**TEXTE À EXAMINER**
Parmi la multitude de projets Vinci, les partenariats tissés par notre Haute Ecole avec le Maroc depuis quelques années reflètent un engagement vivant et un réel questionnement pour nos pratiques et nos points de vue sur le monde. Rencontre avec trois femmes membres de la communauté Vinci impliquées dans un des projets de partenariat belgo-marocain coordonnés par le service international Vinci, dans les domaines de la santé et de la pédagogie : Florence Orlandi, cheffe du département des soins infirmiers, Justine Herpoel et Aline Turchet, étudiantes en dernière année d’instit’ primaire, actuellement en stage au Maroc.

HEVINCI article partenariat Maroc

Rendez-vous Teams oblige, nous nous sommes parlé entre deux coupures de wifi, un chien à sortir, et des enfants à nourrir. Nouvelles habitudes du télétravail en mode covid style. Qu’à cela ne tienne, la richesse de l’interview de la cheffe de département soins infirmiers ainsi que du récit de nos deux étudiantes en direct de leur chambre marocaine nous rappelle à quel point le terrain et le contact direct, " en présence ", sont essentiels pour avancer ensemble et participer à l’évolution des pratiques et des mentalités.

V MAG - Justine et Aline, pouvez-vous nous dire en quoi consiste votre séjour au Maroc ?

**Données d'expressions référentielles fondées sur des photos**
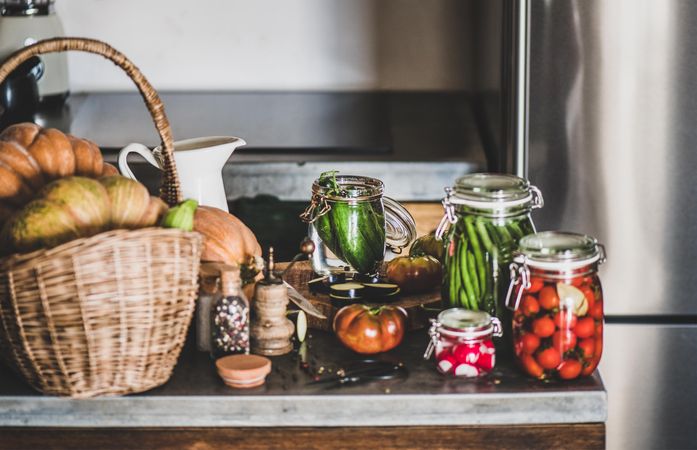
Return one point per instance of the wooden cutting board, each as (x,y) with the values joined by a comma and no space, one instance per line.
(416,305)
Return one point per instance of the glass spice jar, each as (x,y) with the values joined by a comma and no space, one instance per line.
(486,214)
(557,300)
(352,224)
(462,342)
(230,317)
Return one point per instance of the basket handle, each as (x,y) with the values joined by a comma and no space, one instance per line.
(170,190)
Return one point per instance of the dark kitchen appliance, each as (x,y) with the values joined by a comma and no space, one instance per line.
(601,115)
(23,22)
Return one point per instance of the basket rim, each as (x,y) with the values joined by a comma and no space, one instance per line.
(15,259)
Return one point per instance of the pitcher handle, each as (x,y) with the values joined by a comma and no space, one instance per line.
(142,151)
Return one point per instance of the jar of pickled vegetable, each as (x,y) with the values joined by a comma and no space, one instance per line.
(485,217)
(557,300)
(353,225)
(462,342)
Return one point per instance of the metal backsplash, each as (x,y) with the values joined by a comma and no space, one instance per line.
(612,138)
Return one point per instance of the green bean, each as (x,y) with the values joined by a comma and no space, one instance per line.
(481,228)
(472,269)
(505,234)
(477,250)
(454,279)
(466,281)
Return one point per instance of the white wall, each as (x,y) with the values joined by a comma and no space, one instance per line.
(274,44)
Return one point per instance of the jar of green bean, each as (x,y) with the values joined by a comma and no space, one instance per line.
(485,217)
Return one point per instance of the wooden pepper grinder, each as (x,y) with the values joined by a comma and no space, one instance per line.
(271,330)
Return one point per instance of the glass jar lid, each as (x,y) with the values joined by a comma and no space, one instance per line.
(400,227)
(353,187)
(494,191)
(466,323)
(559,249)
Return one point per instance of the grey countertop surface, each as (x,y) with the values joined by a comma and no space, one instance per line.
(195,396)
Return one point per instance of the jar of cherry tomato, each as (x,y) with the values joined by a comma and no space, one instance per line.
(557,300)
(462,341)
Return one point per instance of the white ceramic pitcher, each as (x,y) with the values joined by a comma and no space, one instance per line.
(200,163)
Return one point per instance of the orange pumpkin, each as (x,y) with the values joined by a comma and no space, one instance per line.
(31,156)
(130,201)
(73,207)
(225,238)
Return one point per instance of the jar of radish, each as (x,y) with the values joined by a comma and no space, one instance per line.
(462,342)
(557,299)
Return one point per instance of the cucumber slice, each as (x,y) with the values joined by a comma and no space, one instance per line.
(347,290)
(381,289)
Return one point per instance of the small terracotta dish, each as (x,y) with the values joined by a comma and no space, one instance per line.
(243,371)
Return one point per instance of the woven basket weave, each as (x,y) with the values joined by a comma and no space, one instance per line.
(107,314)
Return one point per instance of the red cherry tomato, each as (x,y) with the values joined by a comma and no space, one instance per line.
(531,366)
(597,310)
(565,319)
(529,343)
(543,327)
(587,347)
(598,347)
(569,369)
(564,340)
(587,370)
(529,306)
(535,285)
(585,327)
(549,298)
(590,296)
(577,282)
(549,358)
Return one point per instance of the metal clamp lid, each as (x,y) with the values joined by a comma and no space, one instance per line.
(438,329)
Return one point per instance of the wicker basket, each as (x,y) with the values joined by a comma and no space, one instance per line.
(108,314)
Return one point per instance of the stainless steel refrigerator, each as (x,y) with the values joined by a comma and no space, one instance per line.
(602,116)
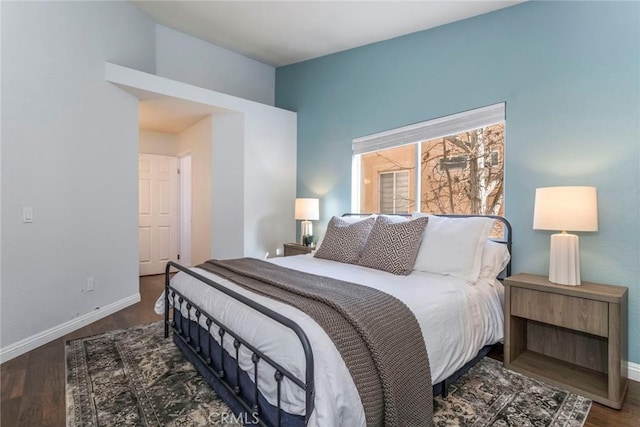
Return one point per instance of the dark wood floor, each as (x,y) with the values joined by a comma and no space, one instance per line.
(33,385)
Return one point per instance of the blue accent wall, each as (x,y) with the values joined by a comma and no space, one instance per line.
(570,75)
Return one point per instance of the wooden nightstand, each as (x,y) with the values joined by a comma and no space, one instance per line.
(574,337)
(296,249)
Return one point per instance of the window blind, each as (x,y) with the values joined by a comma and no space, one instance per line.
(431,129)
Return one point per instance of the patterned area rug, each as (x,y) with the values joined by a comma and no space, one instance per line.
(135,377)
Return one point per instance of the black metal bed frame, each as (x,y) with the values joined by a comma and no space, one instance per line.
(233,385)
(203,352)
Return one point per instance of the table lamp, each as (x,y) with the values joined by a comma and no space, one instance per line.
(565,209)
(307,210)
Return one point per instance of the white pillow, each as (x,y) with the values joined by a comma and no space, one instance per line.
(453,246)
(495,257)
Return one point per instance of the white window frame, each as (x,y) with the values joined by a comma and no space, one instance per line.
(414,134)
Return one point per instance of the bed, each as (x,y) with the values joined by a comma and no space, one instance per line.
(274,365)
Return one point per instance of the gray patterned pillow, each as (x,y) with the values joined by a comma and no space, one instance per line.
(344,240)
(393,247)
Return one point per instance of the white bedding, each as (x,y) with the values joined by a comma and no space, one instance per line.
(456,319)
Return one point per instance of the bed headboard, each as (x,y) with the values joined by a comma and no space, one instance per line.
(505,239)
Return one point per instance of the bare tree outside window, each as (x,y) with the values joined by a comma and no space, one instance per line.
(464,173)
(458,174)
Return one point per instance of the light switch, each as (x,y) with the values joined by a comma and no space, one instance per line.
(27,214)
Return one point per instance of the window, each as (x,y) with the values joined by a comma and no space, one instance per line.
(394,192)
(453,165)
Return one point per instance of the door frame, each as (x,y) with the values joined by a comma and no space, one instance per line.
(184,200)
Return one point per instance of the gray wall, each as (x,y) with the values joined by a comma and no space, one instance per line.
(190,60)
(70,149)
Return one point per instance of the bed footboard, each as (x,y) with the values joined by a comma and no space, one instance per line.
(201,345)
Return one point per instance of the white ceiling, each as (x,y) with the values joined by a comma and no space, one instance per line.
(279,33)
(284,32)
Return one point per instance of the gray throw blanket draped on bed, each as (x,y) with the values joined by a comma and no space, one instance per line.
(377,335)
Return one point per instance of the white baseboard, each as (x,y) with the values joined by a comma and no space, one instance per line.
(634,371)
(44,337)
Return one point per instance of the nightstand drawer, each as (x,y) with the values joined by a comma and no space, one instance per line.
(575,313)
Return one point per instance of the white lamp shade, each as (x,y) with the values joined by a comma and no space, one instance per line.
(307,209)
(566,209)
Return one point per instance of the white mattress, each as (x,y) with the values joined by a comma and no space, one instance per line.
(456,319)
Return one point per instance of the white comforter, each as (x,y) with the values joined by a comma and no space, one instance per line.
(456,319)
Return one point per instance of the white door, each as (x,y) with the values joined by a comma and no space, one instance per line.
(158,210)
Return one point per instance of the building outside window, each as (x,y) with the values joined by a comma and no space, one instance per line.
(452,173)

**TRAVAIL DEMANDÉ**
Poursuivez l'article sur les partenariats de la Haute École Vinci avec le Maroc, à partir de la question posée à Justine et Aline sur leur séjour au Maroc.

**RÉPONSE CI-DESSOUS**
J & A - Nous sommes là pour effectuer un stage long, c’est-à-dire notre stage de troisième année dans l’enseignement primaire et notre PPFE (travail de fin d’études)*. Arrivées le 18 février dernier, on a été directement propulsées dans la culture marocaine en rejoignant une petite ville du Nord du Maroc, Ksar El Kebir, où nous avons été accueillies et logées chez le directeur de l’école, au sein de sa famille. Une expérience incroyable … incroyablement fatigante aussi (rires).

Au-delà de l’aventure grandiose que constitue un stage à l’étranger, l’objectif de notre séjour est de retenir un aspect innovant de l’enseignement marocain et d’en extraire un dispositif pédagogique à partager avec nos collègues belges par la suite. En ce sens, nous avons décidé de nous pencher sur une démarche qui se développe vraiment ici et encore trop peu chez nous : l’enseignement inclusif.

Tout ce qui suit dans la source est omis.